__Extract to read__.
>>>>

Amanda Montañez; Source: Pew Research Center

Instead of noting the role of this propaganda in their numbers, Pew’s statement about the survey pointed only to perceptions that scientists aren’t “good communicators,” held by 52 percent of respondents, and the 47 percent who said, “research scientists feel superior to others” in the survey.

That explanation echoes the “kick me” sign that scientific institutions have taped to their backsides over distrust at least since 1985, when the U.K.’s Royal Society warned of “[h]ostility, even indifference, to science and technology,” in a report, The Public Understanding of Science. “Scientists must learn to communicate better with all segments of the public,” it concluded.

That prescription matches scientific responses to the Pew Survey results, with National Academies of Sciences chief Marcia McNutt telling the Washington Post: “[T]his gives us an opportunity to reexamine what we need to do to restore trust in science.” And it matches the advice in a December NASEM report on scientific misinformation: “Scientists, medical professionals, and health professionals who choose to take on high profile roles as public communicators of science should understand how their communications may be misinterpreted in the absence of context or in the wrong context.” This completely ignores the deliberate misinterpretation of science to advance political aims, the chief kind of science misinformation dominating the modern public sphere.

<<<<

__Information__.
>>>>

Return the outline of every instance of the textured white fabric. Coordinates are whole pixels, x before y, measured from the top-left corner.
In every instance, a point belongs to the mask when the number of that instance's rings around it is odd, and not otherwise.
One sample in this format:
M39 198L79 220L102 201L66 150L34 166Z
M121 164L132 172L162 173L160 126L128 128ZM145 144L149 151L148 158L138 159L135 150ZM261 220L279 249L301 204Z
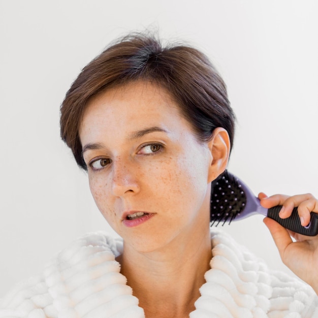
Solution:
M318 318L312 289L266 265L229 236L211 234L213 257L190 318ZM90 233L60 252L43 274L0 300L0 317L144 318L115 258L122 242Z

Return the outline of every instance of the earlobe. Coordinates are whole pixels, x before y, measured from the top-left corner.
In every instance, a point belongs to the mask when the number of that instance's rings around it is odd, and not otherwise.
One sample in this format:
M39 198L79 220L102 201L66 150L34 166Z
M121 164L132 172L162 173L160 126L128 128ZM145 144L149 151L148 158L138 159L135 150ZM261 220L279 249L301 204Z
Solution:
M228 166L231 148L228 132L221 127L216 128L208 146L212 155L208 179L208 182L210 182L221 174Z

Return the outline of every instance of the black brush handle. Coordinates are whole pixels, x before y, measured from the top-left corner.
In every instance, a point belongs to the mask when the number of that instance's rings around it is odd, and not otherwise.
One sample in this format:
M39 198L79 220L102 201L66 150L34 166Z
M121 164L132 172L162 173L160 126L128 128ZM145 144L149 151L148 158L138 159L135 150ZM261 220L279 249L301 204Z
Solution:
M303 227L300 224L297 208L294 208L293 212L287 218L280 218L278 213L281 209L281 205L277 205L268 209L267 216L274 219L285 229L297 232L303 235L315 236L318 234L318 214L310 213L310 222L308 227Z

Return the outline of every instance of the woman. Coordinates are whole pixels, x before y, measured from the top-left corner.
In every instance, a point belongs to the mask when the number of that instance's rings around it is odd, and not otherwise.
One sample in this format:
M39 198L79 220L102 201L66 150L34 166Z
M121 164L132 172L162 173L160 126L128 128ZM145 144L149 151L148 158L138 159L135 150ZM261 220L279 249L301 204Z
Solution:
M265 220L305 283L211 232L211 184L227 167L234 121L225 85L195 49L135 35L90 62L63 102L61 134L122 240L74 242L3 300L0 316L318 316L317 238L293 242ZM318 212L311 195L259 198L283 205L281 217L298 206L303 226Z

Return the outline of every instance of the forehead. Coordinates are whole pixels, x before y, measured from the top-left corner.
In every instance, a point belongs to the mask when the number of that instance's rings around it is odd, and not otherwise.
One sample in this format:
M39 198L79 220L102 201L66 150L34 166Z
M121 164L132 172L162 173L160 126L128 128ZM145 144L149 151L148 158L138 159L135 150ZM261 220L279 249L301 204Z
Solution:
M89 102L80 126L82 141L88 132L97 134L107 129L112 134L136 131L147 126L189 128L180 108L164 88L139 81L110 88Z

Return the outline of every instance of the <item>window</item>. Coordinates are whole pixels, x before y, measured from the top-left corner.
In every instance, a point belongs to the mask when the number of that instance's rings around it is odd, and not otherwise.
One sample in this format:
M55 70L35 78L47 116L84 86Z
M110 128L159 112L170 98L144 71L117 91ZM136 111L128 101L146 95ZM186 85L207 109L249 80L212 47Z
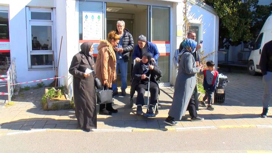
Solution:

<<<<

__Exercise prompt__. Can you reproduce the passage on trust in science word for word, starting with "That prescription matches" and going on through "modern public sphere."? The listing has nothing to do with this.

__Response__.
That prescription matches scientific responses to the Pew Survey results, with National Academies of Sciences chief Marcia McNutt telling the Washington Post: “[T]his gives us an opportunity to reexamine what we need to do to restore trust in science.” And it matches the advice in a December NASEM report on scientific misinformation: “Scientists, medical professionals, and health professionals who choose to take on high profile roles as public communicators of science should understand how their communications may be misinterpreted in the absence of context or in the wrong context.” This completely ignores the deliberate misinterpretation of science to advance political aims, the chief kind of science misinformation dominating the modern public sphere.